● **Passage shown**
--------------------------------
Spalding MFA Faculty, Fiction


circa late 1970s


The first time I ever saw or heard of her was on The Dick Cavett Show in the latter half of the 1970s. I was still living in Central Florida at the time, still living, in fact, with my parents. If you had said the word “intellectual” to me then I would have immediately conjured the image of a boring, old, straight, white man. But then suddenly there she was, Susan Sontag. Yes, she was beautiful, and she also had style—by which I don’t mean fashion but a sense of self; she was exciting to look at and to listen to, not only the way she spoke but also her ideas.


circa late 1970s


I went to the bookstore, bought and read Against Interpretation and Styles of Radical Will. They were among only a handful of books I carried with me at first when I moved from Florida to Boston. Over the ensuing years I read everything that Sontag published, and I also saw her read from her work, and speak, many times; I even met her once.

In her book Sempre Susan, Sigrid Nuñez, who knew Sontag, writes, “Her influence on how I think and write has been profound…. She was a natural mentor…you could not… spend any significant time with her and avoid being mentored…. I cannot recall a single book she recommended that I was not glad to have read.”

Though I did not know Sontag, I would say that this was also true for me, and I have heard that it was true for many other writers as well. It was because of Sontag, after all, that I first learned about Simone Weil, Jean Genet, Nathalie Sarraute, Robert Bresson, Roland Barthes, John Berger, Glenway Westcott, Anne Carson, Leonid Tsypkin, W. G. Sebald, and so many others. She almost always made me stretch.

Here are just a few quotes from her work (Sontag was endlessly quotable):

“Illness is the night-side of life, a more onerous citizenship. Everyone who is born holds dual citizenship, in the kingdom of the well and in the kingdom of the sick.”                                                           Illness as Metaphor

And here, writing of Elizabeth Hardwick’s great novel Sleepless Nights, which she called a work of “mental weather”:

“The torment of personal relations. Nothing new there except in the disguise, and in the escape on the wings of adjectives. Sweet to be pierced by daggers at the end of paragraphs. Nothing new except language, the ever found. Cauterizing the torment of personal relations with hot lexical choices, jumpy punctuation, mercurial sentence rhythms. Devising more subtle, more engorged ways of knowing, of sympathizing, of keeping at bay. It’s a matter of adjectives. It’s where the stress falls.”                                                “Where the Stress Falls”
--------------------------------
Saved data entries
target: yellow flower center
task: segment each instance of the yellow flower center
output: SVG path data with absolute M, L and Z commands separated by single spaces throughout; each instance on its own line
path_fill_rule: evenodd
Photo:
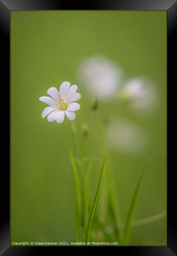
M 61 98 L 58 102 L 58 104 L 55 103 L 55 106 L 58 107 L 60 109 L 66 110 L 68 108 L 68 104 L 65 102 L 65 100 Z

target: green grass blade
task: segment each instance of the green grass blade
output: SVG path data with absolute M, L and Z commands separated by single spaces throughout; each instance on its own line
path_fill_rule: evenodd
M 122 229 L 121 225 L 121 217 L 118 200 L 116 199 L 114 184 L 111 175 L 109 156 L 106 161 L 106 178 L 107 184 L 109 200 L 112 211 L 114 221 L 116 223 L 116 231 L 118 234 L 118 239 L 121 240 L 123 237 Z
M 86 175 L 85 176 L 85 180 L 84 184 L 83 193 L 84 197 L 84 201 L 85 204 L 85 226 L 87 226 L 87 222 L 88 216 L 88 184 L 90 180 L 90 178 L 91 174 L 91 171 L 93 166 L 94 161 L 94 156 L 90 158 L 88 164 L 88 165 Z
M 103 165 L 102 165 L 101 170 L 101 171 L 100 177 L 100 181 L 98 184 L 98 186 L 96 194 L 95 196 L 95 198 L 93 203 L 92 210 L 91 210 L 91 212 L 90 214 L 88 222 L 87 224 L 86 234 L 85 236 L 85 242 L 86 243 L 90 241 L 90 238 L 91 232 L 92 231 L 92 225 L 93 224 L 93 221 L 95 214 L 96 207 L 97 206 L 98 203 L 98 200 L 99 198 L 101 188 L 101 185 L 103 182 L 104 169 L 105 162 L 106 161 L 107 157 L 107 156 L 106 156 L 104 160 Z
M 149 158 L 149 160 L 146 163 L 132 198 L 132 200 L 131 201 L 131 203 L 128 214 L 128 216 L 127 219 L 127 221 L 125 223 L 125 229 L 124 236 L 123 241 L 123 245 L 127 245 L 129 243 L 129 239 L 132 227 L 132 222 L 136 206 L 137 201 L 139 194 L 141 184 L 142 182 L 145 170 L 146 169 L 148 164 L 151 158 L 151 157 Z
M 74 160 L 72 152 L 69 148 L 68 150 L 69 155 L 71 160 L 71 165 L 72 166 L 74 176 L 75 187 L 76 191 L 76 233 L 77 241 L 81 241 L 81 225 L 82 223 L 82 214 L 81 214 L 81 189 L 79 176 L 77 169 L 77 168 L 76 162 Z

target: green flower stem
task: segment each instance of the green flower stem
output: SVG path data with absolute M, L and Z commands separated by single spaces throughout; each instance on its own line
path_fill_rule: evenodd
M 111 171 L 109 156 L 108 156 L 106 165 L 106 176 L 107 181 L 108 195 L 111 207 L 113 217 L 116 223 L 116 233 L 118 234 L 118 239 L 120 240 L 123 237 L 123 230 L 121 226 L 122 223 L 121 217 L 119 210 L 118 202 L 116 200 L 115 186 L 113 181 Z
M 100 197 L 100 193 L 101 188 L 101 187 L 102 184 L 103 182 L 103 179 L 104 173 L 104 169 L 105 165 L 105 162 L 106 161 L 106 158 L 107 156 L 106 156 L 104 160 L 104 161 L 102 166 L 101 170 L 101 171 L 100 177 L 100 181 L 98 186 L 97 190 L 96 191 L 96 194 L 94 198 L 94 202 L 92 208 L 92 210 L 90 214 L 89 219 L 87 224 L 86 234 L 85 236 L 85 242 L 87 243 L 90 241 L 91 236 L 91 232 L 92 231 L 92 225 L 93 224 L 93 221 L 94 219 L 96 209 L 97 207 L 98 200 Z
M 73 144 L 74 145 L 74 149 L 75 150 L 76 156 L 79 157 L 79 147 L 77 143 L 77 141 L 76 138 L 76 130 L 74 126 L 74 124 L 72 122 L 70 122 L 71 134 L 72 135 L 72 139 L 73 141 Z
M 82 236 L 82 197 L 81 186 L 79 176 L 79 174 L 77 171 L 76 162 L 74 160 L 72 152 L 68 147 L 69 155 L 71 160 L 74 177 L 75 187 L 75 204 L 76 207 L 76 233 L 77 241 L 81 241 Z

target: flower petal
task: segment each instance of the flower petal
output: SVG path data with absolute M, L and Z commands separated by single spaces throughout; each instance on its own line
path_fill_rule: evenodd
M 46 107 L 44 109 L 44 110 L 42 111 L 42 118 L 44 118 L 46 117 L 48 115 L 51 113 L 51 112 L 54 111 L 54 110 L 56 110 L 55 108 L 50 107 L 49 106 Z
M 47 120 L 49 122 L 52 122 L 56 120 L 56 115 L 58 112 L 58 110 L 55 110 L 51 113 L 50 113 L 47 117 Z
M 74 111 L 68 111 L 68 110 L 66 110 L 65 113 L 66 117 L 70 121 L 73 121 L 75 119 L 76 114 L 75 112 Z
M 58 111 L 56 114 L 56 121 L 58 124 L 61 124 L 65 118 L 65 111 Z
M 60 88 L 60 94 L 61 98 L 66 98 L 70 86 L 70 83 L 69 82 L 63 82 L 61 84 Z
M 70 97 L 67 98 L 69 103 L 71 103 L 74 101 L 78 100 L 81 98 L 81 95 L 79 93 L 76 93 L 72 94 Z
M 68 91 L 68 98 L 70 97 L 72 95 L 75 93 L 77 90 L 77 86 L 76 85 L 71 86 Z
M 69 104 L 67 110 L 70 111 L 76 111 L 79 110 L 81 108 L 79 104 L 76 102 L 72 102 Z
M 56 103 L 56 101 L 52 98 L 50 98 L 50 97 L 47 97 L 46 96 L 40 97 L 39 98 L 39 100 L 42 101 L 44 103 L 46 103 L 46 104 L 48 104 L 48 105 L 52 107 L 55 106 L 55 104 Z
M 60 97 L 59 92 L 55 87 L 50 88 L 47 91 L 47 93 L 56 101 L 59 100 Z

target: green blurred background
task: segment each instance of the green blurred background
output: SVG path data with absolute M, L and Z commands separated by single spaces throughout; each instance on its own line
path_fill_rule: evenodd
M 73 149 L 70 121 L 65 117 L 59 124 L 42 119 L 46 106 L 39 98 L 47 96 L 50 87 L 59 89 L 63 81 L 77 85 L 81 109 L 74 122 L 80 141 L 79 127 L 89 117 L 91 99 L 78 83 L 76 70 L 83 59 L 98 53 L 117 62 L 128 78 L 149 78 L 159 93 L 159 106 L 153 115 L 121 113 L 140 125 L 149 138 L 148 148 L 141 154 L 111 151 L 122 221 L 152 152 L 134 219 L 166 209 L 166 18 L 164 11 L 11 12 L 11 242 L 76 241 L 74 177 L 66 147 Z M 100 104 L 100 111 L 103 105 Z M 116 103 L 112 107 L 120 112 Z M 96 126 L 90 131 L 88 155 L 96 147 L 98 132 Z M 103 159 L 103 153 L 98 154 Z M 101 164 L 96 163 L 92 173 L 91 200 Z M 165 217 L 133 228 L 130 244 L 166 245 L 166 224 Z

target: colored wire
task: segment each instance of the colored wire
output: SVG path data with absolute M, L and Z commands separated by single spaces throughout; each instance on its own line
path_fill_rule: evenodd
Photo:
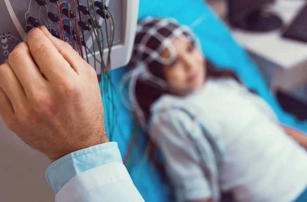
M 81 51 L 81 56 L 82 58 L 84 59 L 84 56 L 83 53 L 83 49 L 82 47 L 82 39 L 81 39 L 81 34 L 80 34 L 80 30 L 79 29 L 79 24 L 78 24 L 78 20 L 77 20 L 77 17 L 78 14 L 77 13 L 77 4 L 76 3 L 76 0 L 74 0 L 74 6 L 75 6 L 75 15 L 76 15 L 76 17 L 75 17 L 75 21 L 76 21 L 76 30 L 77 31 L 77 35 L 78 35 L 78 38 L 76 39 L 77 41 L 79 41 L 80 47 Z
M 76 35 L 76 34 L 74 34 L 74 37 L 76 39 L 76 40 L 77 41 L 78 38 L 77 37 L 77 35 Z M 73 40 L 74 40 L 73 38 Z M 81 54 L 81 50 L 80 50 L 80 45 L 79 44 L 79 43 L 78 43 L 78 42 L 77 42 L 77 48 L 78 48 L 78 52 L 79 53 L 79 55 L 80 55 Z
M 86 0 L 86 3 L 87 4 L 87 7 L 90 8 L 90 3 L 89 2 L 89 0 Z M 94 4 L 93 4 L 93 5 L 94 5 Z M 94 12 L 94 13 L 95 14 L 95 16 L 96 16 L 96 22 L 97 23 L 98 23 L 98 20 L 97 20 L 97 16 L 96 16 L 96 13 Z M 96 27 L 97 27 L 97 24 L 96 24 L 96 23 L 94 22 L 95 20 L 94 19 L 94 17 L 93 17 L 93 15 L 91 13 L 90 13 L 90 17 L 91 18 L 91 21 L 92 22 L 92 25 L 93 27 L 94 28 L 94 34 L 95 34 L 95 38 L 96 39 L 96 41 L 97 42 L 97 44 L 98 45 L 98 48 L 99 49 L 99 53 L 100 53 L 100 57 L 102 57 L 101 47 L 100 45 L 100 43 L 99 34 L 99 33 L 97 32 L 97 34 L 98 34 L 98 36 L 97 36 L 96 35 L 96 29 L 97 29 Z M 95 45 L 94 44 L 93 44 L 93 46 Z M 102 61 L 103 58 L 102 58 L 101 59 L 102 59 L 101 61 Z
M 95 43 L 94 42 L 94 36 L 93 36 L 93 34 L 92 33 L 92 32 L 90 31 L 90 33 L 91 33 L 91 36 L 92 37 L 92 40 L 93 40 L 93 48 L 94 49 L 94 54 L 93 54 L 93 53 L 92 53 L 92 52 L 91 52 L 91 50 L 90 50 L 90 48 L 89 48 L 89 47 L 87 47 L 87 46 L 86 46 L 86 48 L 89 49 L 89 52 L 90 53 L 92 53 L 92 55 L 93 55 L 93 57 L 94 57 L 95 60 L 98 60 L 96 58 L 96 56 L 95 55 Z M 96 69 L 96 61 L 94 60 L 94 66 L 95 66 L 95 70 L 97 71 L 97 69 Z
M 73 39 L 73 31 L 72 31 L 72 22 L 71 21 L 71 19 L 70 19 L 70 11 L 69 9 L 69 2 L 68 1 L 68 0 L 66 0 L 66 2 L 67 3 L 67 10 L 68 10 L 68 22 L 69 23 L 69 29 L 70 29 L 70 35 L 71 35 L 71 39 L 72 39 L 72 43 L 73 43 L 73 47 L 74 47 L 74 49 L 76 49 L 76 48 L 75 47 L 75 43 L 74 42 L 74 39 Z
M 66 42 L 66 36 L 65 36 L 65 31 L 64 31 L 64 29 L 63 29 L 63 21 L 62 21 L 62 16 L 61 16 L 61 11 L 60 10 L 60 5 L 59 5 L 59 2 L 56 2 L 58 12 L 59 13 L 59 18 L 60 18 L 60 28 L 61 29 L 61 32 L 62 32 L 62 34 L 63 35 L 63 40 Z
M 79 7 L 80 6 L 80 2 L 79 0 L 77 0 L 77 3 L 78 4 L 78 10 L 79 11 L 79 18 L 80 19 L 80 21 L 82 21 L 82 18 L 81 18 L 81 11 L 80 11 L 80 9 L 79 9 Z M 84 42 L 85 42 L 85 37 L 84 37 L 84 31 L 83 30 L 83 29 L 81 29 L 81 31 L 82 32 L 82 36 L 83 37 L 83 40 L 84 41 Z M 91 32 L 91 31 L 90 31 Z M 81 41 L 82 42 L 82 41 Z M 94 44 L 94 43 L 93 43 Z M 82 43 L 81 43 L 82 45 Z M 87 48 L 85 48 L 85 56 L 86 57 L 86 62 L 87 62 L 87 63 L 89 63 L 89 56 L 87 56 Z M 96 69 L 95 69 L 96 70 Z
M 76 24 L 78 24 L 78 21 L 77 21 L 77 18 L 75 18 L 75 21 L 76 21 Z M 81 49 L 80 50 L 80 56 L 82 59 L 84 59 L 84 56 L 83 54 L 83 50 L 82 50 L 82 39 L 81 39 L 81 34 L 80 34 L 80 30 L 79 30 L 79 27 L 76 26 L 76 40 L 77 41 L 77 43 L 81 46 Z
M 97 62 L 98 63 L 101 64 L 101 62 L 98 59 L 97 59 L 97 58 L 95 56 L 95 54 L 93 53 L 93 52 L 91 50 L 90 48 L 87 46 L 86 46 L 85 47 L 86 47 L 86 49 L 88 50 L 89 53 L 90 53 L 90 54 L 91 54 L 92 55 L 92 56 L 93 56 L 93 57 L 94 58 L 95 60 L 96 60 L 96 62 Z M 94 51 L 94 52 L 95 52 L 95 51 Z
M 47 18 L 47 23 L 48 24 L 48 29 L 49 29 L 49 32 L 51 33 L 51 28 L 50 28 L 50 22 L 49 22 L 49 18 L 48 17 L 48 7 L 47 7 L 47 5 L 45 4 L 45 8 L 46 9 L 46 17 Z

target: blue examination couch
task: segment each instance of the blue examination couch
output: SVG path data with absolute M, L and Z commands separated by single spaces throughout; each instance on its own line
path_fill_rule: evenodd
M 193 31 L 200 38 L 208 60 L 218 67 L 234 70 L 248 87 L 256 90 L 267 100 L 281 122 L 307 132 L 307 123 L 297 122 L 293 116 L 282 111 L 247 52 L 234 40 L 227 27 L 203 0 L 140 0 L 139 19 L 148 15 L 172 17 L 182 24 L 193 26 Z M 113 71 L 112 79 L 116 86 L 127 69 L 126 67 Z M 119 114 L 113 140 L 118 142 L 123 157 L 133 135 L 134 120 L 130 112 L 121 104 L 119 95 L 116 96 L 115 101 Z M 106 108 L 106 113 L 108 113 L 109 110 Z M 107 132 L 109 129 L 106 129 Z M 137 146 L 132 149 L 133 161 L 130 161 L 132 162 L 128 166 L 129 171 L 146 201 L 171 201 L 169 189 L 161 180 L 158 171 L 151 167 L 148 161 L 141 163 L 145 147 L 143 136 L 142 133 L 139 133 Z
--------------------------------
● **About this task**
Write the next part of the essay about Susan Sontag, starting after its last quotation. None of the entries are needed.

● **Written response**
And then there’s this little gem from her first novel, The Benefactor:

“Many people consider dreams as the trash-bin of the day: an occupation that is undisciplined, unproductive, asocial. I understand. I understand why most people regard their dreams as of little importance. They are too light for them, and most people identify the serious with what has weight. Tears are serious; one can collect them in a jar. But a dream, like a smile, is pure air. Dreams, like smiles, fade quickly.”

Sontag’s fiction has been unfairly disparaged. Her great short story “The Way We Live Now,” which has twenty-six narrators, was first published in The New Yorker and ultimately collected in The Best American Short Stories of the Century. And several of the stories in the collection I, Etcetera, especially “Debriefing,” “Project for a Trip to China,” and “Unguided Tour,” expanded the form and became touchstones for me and many other writers; I teach “Debriefing” often. The Volcano Lover, Sontag’s penultimate novel, is a tour de force.

Over the many years, I always looked to Sontag for guidance, in terms of who to read, what to see, etc. She died in 2004 after a third bout with cancer; she was only 71. There is no one now whose opinion I trust or respect or value as much, and so I am finding my way alone, more or less, after having been mentored by her, though I carry her influence with me always.

I could go on and on, but this is a blog and not the essay that it should perhaps become.

A final word: it is chic and fashionable these days to dismiss, even to make fun of Sontag’s seriousness, as Wayne Koestenbaum recently did (when for years he openly admired Sontag and admitted her profound influence on him and his work). But I am with Sigrid Nuñez when she writes, “I am grateful to have had as an early model someone who held such an exalted, unironic view of the writer’s vocation.”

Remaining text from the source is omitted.